* [Document passage]:
┄┄┄┄┄┄┄┄┄┄┄┄┄┄┄┄┄┄┄┄

Lung cancer is the leading cause of cancer death in the world. Currently, surgical resection is the most suitable treatment for patients with early-stage non-small cell lung cancer (NSCLC). However, recurrence is very frequent. Tumour immune infiltration has been correlated with patient outcome; therefore, a better understanding of the tumour immune microenvironment would provide critical information for the development of novel therapeutic approaches.
We aim to correlate spatial characteristics of the immune microenvironment with patient outcome and study how the microenvironment influences the evolution of the disease to identify new predictive biomarkers and propose therapeutic strategies for NSCLC.
This project is using emerging methodologies on paraffin-embedded tissue sections: the MIBIscope that enables multiplex imaging at single cell resolution using heavy metal-conjugated antibodies bound to the tissue and detected by mass spectrometry-time-of-flight (1); and the GeoMX that allows quantification of the entire transcriptome in selected areas of interest for in situ spatial transcriptomic analysis (2).

┄┄┄┄┄┄┄┄┄┄┄┄┄┄┄┄┄┄┄┄

* [Entries provided]:
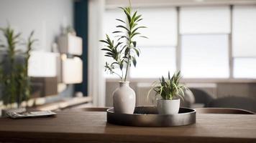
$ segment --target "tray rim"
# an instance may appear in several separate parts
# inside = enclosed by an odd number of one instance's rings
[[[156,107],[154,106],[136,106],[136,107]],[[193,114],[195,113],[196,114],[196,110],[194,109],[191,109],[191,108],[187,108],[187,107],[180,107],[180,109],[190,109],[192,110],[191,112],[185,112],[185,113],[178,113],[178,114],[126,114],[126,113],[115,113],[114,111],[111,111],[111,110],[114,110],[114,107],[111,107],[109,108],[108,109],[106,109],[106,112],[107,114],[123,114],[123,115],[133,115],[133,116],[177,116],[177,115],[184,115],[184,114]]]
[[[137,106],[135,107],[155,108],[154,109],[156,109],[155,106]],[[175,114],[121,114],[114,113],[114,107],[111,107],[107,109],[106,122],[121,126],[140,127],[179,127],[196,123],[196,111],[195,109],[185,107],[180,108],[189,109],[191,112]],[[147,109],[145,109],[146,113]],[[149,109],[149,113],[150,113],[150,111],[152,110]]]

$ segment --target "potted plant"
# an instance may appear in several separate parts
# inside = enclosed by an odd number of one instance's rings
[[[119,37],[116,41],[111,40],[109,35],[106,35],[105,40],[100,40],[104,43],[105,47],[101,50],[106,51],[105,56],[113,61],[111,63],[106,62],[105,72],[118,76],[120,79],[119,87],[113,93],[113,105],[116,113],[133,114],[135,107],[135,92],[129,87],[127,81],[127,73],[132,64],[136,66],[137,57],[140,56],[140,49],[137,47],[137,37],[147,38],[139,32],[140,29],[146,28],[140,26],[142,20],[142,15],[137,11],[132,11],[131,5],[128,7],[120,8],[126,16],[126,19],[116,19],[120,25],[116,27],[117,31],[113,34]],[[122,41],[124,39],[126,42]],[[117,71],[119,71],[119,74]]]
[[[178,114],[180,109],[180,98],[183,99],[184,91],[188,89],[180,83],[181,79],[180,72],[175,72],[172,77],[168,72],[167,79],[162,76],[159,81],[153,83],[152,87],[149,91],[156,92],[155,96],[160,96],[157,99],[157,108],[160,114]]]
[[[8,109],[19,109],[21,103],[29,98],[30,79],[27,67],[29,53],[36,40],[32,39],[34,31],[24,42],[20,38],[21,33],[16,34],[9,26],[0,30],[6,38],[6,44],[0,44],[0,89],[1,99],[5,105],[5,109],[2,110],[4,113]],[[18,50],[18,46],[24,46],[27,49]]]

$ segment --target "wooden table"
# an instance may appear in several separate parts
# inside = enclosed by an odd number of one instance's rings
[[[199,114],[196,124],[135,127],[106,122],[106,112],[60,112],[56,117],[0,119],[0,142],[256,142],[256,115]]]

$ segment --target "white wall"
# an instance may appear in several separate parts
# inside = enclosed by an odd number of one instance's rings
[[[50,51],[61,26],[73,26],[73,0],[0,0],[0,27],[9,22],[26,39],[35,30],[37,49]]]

┄┄┄┄┄┄┄┄┄┄┄┄┄┄┄┄┄┄┄┄

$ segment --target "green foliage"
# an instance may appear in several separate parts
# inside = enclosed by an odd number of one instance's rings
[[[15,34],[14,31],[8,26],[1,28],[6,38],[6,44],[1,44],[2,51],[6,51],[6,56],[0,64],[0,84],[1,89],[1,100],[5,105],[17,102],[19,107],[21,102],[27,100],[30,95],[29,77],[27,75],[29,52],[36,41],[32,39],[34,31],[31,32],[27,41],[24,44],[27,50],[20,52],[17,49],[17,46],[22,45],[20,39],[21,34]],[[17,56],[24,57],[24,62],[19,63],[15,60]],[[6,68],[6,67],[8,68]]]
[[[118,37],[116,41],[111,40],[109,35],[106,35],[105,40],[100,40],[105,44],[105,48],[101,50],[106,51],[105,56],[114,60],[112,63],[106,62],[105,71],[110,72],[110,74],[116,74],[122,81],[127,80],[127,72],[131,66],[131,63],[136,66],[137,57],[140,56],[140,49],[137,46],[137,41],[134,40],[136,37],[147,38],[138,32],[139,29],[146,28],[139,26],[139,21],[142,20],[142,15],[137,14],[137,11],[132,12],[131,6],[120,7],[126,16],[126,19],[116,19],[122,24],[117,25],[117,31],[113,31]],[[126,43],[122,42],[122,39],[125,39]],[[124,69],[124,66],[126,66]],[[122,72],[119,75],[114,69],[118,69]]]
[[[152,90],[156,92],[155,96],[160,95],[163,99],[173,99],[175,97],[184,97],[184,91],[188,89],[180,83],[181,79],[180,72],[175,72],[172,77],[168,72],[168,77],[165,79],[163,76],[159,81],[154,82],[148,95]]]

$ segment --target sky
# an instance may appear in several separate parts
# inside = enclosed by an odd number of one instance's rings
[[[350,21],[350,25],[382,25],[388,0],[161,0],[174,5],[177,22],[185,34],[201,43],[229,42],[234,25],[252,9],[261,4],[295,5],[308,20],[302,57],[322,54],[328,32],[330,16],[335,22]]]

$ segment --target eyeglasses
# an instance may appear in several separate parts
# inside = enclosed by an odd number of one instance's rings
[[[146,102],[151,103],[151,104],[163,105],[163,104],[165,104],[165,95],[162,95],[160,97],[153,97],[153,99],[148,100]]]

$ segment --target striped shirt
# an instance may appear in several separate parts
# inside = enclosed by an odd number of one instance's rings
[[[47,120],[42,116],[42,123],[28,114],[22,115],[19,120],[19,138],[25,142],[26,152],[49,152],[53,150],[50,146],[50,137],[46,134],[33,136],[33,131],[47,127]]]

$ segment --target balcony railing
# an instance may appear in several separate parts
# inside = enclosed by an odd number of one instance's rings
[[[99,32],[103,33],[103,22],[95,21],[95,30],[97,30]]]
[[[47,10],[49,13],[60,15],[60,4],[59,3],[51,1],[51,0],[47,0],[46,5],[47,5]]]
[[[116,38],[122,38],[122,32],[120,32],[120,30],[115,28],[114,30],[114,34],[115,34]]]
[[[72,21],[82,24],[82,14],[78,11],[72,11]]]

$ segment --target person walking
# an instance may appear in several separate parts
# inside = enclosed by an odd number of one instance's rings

┄┄┄┄┄┄┄┄┄┄┄┄┄┄┄┄┄┄┄┄

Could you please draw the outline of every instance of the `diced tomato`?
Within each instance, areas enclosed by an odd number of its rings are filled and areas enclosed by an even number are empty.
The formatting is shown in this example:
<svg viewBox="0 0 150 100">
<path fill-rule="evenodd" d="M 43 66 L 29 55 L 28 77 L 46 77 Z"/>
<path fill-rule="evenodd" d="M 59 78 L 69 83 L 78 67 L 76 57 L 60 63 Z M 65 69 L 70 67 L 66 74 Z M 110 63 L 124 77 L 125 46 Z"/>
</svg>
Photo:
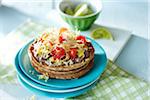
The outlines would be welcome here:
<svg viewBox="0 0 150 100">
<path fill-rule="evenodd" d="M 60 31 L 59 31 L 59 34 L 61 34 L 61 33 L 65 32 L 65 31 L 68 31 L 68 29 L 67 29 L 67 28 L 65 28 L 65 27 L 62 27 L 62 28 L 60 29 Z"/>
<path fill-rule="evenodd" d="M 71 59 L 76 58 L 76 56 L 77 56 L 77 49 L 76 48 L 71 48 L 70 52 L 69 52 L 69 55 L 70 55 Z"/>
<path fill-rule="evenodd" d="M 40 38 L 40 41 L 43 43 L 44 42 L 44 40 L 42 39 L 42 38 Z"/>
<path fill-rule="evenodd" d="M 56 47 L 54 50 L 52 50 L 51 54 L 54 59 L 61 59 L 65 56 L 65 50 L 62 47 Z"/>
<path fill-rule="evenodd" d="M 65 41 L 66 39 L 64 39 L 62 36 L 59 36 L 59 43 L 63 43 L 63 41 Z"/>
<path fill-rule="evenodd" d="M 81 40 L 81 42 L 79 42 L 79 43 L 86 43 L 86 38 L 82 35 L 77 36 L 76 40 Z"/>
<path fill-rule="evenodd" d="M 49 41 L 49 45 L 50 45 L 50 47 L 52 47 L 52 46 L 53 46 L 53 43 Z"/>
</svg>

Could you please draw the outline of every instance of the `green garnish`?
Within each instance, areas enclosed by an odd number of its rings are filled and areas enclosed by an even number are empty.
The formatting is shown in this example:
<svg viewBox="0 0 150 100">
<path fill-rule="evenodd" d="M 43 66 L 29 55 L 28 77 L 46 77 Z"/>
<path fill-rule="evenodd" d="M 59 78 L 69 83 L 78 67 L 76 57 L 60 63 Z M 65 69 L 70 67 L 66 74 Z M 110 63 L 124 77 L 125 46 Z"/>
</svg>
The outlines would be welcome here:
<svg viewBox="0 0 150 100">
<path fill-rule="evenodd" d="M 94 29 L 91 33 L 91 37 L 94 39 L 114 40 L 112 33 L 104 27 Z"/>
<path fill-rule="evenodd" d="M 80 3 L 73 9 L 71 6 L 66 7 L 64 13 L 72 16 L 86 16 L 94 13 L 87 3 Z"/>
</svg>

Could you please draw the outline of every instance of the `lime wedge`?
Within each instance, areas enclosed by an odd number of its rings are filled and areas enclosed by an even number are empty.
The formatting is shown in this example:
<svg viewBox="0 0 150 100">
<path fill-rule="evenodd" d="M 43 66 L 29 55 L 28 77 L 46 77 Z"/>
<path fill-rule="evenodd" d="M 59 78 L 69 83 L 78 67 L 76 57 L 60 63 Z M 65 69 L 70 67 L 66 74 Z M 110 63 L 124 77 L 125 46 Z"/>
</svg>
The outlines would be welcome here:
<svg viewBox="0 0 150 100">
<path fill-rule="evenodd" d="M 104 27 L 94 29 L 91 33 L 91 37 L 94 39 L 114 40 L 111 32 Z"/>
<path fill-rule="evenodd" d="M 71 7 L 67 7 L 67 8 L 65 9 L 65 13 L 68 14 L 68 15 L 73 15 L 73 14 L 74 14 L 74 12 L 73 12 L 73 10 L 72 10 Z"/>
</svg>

┄┄┄┄┄┄┄┄┄┄┄┄┄┄┄┄┄┄┄┄

* [Exercise set]:
• A. Decide whether each statement agrees with the lung cancer passage, answering yes or no and quoting the words of the passage that settle it: (i) Surgical resection is currently the most suitable treatment for early-stage non-small cell lung cancer. (ii) Recurrence after surgery is uncommon. (iii) The GeoMX detects antibodies by mass spectrometry.
• B. According to the lung cancer passage, what does the MIBIscope use to image tissue at single cell resolution?
• C. Extend the lung cancer passage by writing what comes after its final sentence.
The listing has nothing to do with the lung cancer passage.

* [Answers to the exercises]:
• A.
(i) Yes: "Currently, surgical resection is the most suitable treatment for patients with early-stage non-small cell lung cancer (NSCLC)."
(ii) No: "However, recurrence is very frequent."
(iii) No: "the GeoMX that allows quantification of the entire transcriptome in selected areas of interest for in situ spatial transcriptomic analysis"

• B. It uses heavy metal-conjugated antibodies bound to the tissue and detected by mass spectrometry-time-of-flight.

• C.
We have developed a 38-antibody panel to study the immune cell infiltration with MIBI. We have performed spatial proteomics and transcriptomics analysis of 94 tissues of NSCLC patients for which we possess survival and smoking status. Our first results confirm the importance of the spatial context with specific lymphoid cells infiltrating the tumour of patients with long survival post-surgery (>6yrs) and specific myeloid cells inside the tumour of short survival post-surgery patients (<3yrs). We are also exploring how transcriptional differences between the survival outcomes can relate to the immune infiltrate obtained from the spatial proteomic analysis.
Combined, these technologies will provide in depth analysis of the activation status of immune cell types and their local impact on tumour cell characteristics and evolution.